Do this: Edit the part of the entries that opens with the line containing "Where can the white wall" and runs through the end of the entries, swapping "oven door handle" for "stove door handle" and leaving everything else unchanged. Return only that part.

(Point placement entries)
↓
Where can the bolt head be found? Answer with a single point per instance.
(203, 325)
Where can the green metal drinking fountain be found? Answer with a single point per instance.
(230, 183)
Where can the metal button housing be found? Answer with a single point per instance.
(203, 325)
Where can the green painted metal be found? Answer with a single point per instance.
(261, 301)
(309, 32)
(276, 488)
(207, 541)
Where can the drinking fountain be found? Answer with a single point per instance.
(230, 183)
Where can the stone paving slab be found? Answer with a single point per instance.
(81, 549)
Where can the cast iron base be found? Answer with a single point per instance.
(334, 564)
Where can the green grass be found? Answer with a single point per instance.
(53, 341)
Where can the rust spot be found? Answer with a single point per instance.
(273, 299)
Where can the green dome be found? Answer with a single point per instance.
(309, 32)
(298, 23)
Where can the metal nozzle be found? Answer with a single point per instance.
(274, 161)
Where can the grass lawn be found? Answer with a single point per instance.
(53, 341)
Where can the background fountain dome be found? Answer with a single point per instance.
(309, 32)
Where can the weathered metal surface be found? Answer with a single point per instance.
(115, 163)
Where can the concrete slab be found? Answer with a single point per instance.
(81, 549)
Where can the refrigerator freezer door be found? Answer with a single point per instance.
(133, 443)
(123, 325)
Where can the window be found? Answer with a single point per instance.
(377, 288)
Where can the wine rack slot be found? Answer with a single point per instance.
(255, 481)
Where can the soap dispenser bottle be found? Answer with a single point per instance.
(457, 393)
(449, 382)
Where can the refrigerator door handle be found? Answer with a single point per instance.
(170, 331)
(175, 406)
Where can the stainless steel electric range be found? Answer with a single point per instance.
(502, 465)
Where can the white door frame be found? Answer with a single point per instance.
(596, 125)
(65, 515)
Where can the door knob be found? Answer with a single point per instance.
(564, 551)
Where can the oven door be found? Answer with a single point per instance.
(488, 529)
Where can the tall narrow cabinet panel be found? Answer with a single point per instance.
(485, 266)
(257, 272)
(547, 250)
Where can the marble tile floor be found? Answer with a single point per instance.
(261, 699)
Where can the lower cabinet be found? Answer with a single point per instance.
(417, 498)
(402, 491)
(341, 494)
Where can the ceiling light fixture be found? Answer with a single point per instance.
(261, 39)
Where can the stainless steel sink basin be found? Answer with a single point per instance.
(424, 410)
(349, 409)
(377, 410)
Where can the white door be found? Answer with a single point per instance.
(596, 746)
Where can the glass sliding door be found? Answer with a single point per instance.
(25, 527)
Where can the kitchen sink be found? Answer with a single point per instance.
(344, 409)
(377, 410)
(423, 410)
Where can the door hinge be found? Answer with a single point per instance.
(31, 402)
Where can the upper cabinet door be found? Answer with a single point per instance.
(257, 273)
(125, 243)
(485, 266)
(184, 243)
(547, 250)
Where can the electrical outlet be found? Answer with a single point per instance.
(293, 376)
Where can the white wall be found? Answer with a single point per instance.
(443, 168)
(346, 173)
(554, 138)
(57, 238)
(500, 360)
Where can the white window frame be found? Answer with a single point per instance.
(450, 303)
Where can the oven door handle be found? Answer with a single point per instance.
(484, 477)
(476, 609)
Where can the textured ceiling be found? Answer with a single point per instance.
↑
Full output:
Where can the white wall be found? Answer with a single point per instance.
(443, 168)
(346, 173)
(554, 138)
(57, 238)
(500, 360)
Where can the white window frame be found? Answer with a single point per instance.
(450, 303)
Where can the stove door handle be found? Answer with a single point per instance.
(484, 477)
(476, 609)
Where can the textured ceiling be found? Answer with a single point per instance.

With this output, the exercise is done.